■ **Your tasks**
• 1. Rewrite the stretch from "The chief of" through "and even rape." of the article on Harvey Weinstein, putting "the film industry" in place of "Hollywood".
• 2. Write the next part of the article on Harvey Weinstein, picking up after its final sentence.

■ **Excerpted text**
········

Published October 19, 2017
What makes Harvey Weinsteins?
The chief of Amazon studios, Roy Price, has now resigned in the wake of allegations that he made lewd comments and propositioned a producer. Lists of accused sexual predators in Hollywood and journalism are circulating on social media. President’s Trump’s long history of pawing and gawking at women has again reached center stage.
Actress Alyssa Milano, one of Weinstein’s targets, fumed that “this is not an uncommon occurrence. This is a sick culture. Men like Harvey Weinstein are around every corner. Men who undermine women and their strength, ability, and intelligence exist everywhere.”
This is a common theme you find in feminist thinking. Harassment and even sexual assault are seen as part of the spectrum of sexism. It begins with disparagement of women’s abilities and intelligence, then progresses to making them sexual objects, and finally results in abuse and even rape.

········

Point localization data

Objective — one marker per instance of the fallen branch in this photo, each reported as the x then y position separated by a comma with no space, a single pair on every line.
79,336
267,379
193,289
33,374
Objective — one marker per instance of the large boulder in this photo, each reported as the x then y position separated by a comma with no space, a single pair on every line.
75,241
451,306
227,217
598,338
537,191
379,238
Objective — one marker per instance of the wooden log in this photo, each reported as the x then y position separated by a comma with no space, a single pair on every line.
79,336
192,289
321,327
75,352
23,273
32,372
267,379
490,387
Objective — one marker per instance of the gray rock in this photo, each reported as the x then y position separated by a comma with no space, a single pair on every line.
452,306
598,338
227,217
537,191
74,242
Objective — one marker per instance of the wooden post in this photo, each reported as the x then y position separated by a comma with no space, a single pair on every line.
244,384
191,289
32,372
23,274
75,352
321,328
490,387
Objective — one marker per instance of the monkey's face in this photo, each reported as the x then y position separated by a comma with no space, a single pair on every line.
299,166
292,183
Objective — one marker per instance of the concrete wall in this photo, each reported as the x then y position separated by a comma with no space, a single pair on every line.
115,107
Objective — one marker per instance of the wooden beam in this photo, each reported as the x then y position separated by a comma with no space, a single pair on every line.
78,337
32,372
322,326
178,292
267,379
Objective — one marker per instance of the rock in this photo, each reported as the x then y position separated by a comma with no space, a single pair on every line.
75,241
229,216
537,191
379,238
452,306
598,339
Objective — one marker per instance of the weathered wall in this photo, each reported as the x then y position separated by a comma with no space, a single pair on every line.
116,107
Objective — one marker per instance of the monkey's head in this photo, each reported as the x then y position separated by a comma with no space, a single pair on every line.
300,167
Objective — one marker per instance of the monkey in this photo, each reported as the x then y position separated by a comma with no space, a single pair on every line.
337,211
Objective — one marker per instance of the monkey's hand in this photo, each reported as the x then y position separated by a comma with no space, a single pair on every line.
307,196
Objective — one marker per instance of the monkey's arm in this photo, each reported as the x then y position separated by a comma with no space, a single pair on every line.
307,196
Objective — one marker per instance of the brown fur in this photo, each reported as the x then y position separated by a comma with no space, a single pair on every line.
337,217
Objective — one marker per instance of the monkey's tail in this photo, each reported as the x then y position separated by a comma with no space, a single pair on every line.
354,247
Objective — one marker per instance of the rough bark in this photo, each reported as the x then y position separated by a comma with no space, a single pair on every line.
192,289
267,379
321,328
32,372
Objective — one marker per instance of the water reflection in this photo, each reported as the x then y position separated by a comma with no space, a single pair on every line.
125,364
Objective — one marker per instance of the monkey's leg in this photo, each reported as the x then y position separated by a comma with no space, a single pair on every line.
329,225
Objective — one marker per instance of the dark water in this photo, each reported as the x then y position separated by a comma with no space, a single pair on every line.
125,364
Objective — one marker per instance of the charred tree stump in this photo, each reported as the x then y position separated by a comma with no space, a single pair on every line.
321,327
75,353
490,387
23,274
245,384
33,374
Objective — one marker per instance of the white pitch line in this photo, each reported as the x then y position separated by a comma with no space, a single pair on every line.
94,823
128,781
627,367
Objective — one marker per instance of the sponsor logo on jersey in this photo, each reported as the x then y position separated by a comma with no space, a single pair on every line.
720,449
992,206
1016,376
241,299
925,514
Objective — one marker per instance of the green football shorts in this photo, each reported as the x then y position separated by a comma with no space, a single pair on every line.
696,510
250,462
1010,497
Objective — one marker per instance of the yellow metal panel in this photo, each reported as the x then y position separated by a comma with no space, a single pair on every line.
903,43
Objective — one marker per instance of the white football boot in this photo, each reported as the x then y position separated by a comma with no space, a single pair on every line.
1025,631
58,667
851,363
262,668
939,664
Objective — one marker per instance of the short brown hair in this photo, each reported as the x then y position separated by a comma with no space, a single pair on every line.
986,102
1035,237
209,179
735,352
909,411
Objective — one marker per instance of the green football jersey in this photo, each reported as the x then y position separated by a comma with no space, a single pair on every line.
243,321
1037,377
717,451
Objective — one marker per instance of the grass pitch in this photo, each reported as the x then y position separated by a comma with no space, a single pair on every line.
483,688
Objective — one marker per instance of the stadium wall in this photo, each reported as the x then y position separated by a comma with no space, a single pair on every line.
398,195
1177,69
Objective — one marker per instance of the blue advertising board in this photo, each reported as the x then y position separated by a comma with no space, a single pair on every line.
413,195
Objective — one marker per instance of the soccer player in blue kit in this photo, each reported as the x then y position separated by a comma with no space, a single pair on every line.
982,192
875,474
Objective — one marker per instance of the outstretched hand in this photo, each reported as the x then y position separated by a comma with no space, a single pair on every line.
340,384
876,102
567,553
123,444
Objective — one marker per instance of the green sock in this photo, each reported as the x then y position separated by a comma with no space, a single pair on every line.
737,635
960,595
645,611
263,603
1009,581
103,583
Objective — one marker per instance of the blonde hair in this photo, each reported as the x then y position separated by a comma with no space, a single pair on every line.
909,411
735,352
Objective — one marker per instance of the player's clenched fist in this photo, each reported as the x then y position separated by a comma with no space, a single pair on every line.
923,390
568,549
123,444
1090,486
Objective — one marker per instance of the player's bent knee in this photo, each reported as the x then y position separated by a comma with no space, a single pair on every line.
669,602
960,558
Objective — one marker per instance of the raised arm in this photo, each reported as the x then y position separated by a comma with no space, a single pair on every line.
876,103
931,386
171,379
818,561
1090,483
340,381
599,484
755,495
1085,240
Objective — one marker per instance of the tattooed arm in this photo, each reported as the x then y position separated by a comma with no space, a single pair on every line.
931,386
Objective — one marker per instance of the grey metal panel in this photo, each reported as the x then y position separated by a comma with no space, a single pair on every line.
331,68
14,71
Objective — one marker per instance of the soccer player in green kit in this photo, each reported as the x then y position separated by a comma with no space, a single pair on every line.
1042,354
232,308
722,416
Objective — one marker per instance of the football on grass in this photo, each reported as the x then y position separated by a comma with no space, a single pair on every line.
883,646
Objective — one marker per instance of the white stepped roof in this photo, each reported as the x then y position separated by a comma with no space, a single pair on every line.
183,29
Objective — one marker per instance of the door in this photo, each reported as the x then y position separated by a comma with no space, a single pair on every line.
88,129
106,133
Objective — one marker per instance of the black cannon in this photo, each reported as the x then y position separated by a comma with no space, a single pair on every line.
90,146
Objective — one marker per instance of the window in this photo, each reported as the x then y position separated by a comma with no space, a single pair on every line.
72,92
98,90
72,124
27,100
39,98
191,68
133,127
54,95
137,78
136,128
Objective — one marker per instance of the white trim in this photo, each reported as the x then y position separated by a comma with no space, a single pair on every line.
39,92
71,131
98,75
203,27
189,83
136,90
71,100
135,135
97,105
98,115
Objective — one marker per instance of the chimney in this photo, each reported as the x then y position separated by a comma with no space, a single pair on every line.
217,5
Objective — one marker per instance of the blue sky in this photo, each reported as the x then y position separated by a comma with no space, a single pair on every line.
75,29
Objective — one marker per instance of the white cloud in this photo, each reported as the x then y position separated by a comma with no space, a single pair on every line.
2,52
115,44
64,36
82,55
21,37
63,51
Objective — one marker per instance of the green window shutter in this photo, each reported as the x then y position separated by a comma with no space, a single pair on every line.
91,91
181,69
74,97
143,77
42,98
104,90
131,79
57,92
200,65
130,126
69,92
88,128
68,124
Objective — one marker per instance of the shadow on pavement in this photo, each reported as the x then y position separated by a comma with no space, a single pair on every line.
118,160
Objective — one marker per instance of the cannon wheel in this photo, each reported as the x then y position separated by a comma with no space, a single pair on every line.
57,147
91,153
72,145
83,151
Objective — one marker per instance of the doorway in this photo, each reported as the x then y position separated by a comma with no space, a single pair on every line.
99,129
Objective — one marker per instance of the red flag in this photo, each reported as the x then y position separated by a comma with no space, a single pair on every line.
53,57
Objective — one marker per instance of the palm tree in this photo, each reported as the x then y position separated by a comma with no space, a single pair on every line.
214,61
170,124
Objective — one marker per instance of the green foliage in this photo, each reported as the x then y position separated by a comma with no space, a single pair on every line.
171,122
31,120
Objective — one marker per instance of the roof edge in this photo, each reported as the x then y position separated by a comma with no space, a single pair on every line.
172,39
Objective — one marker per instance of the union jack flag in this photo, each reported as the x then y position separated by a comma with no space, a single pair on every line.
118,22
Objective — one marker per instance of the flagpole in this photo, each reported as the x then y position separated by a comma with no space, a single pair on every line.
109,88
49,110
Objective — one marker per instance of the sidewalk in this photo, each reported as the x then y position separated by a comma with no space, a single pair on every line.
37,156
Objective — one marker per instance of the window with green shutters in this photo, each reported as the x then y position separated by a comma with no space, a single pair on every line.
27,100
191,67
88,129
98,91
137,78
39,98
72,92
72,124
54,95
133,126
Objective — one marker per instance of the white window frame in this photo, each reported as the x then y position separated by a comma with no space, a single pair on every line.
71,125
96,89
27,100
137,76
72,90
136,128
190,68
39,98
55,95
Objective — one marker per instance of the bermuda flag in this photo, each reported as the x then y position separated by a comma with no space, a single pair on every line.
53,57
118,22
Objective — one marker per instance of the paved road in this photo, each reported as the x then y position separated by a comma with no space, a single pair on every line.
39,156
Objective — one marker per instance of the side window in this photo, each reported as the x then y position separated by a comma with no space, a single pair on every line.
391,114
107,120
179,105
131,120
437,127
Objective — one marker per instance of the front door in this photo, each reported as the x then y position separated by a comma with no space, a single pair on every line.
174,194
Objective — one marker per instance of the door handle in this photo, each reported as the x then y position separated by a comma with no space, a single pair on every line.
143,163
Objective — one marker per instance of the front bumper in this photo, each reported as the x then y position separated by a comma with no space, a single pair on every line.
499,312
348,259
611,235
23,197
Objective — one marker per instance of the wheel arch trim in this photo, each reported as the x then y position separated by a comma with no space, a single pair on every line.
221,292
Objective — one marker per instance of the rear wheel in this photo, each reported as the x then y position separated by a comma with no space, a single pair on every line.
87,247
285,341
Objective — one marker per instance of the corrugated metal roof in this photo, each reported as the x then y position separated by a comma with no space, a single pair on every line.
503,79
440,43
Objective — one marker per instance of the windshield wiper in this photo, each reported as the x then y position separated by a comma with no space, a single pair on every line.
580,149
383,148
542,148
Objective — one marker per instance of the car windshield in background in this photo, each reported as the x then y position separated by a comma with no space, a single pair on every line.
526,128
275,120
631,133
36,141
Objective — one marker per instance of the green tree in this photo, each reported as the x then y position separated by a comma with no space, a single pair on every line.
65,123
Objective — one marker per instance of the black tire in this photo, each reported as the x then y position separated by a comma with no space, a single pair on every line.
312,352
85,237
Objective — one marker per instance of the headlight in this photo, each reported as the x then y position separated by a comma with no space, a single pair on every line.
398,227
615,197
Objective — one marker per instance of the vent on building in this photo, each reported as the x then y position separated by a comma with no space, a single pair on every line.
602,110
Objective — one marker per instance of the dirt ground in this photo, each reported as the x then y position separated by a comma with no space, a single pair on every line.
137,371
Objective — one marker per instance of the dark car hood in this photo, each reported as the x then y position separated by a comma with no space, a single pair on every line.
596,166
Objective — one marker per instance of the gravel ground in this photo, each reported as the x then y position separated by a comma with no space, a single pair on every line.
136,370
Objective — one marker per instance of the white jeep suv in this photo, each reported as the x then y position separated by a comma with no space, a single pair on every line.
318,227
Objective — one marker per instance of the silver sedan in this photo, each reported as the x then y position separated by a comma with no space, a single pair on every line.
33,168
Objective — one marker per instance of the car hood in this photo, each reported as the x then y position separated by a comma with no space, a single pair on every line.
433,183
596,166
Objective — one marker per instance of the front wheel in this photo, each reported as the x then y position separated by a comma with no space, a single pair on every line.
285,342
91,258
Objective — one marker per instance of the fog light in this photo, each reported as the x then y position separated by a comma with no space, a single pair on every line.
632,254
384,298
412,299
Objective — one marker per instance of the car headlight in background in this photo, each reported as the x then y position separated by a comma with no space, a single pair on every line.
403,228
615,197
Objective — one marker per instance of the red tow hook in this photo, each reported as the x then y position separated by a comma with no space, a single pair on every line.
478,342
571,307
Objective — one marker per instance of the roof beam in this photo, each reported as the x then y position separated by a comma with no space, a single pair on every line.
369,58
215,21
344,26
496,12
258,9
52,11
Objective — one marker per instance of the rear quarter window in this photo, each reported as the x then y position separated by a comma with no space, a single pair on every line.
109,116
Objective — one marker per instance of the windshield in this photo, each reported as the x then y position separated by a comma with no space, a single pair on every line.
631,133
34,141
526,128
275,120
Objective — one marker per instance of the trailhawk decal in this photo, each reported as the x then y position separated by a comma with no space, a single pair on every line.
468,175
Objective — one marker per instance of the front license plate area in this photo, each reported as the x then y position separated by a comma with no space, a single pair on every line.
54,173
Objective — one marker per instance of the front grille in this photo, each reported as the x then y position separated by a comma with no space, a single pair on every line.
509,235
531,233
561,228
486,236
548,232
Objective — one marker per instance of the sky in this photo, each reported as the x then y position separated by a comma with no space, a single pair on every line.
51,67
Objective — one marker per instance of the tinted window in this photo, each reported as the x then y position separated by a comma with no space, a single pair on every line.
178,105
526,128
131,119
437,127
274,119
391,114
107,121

········

■ **Expected outputs**
• 1.
The chief of Amazon studios, Roy Price, has now resigned in the wake of allegations that he made lewd comments and propositioned a producer. Lists of accused sexual predators in the film industry and journalism are circulating on social media. President’s Trump’s long history of pawing and gawking at women has again reached center stage.
Actress Alyssa Milano, one of Weinstein’s targets, fumed that “this is not an uncommon occurrence. This is a sick culture. Men like Harvey Weinstein are around every corner. Men who undermine women and their strength, ability, and intelligence exist everywhere.”
This is a common theme you find in feminist thinking. Harassment and even sexual assault are seen as part of the spectrum of sexism. It begins with disparagement of women’s abilities and intelligence, then progresses to making them sexual objects, and finally results in abuse and even rape.

• 2.
The MeToo hashtag and related posts on Facebook are intended as a feminist rallying cry. The Feministing website explains that “gender violence doesn’t exist without white supremacy (such as racism, colonialism, zionism [sic], militarism).”
That’s hard to beat for dimness. In China, according to a U.N. study, 23 percent admit to rape. In Papua New Guinea, 61 percent of men say the same.
What if boorishness isn’t a form of sexism, but merely bad behavior? Let’s face it, many a flagrant lecher — Bill Clinton anyone? — has been a stalwart and possibly even sincere feminist. Many a womanizer seeks absolution for his grubby conduct by ostentatious displays of political correctness. The louts seem to calculate that they earn gropes for every contribution to Emily’s List or NOW. Weinstein offered a particularly pathetic appeal to left-wing sympathies by declaring that he would train even more fire on the NRA.
Feminism made a critical misstep when it joined forces with the sexual revolution in the 1970s. Women needed more outlets for their sexuality, they claimed. Traditional notions about women being more interested in relationships than in casual encounters were outmoded. In 2014, feminist Hanna Rosin looked forward, only slightly tongue-in-cheek, to an era when women would surpass men in sex scandals.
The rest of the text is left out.